==== GIVEN DATA ====
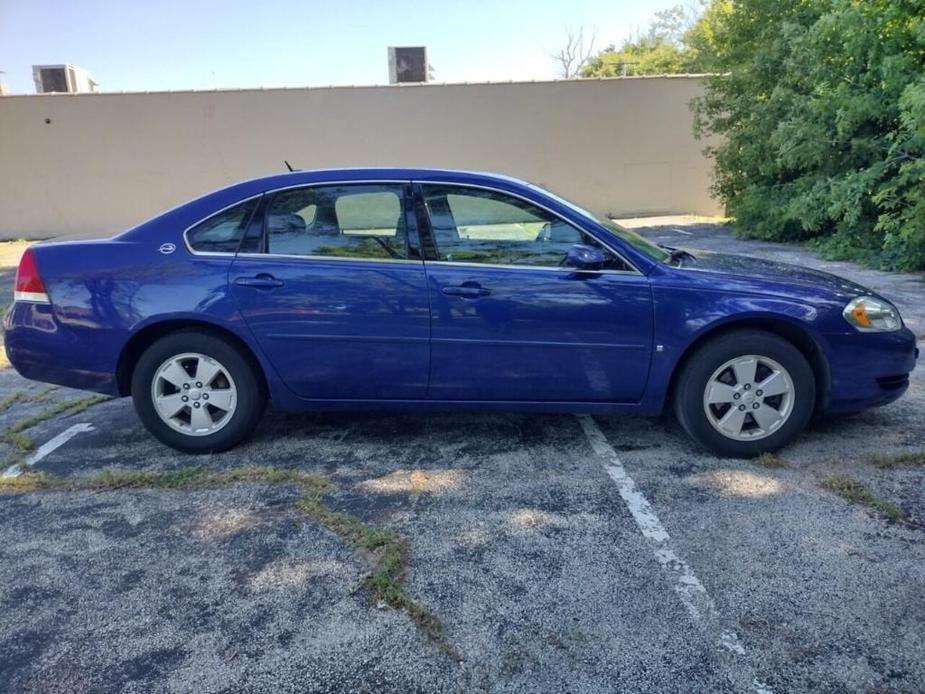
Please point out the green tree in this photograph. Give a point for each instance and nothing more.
====
==== GIVEN DATA ====
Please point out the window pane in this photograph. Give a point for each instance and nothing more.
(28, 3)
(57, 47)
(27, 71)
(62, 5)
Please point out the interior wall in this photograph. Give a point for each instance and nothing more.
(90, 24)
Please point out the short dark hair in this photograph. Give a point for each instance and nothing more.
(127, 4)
====
==== GIVEN DATA ====
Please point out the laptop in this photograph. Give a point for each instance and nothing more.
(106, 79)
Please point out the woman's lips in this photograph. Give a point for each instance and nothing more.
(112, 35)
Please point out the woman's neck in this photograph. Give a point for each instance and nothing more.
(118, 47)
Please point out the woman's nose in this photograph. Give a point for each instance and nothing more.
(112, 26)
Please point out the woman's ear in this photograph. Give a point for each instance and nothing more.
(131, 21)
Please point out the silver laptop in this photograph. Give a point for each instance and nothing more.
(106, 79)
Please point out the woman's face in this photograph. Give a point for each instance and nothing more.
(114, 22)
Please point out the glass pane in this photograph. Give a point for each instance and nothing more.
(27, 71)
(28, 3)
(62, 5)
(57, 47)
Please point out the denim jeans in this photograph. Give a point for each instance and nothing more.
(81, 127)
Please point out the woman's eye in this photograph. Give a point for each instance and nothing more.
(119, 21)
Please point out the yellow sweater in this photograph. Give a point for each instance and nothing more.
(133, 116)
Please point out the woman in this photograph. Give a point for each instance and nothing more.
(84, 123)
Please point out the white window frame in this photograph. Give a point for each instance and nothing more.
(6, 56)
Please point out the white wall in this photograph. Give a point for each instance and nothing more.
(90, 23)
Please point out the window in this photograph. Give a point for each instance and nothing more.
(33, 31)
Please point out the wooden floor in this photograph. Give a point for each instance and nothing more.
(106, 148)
====
| EXERCISE TASK |
Collect every line from the items above that contains the word "window", and copy each one in full.

| EXERCISE ANSWER |
Please point out the window pane in this photograph. Give a point for each instance and nothing more.
Please point out the white window frame in this photograph. Give a point for each instance and nothing more.
Please point out the window in this photograph. Give a point for each instance and nothing more.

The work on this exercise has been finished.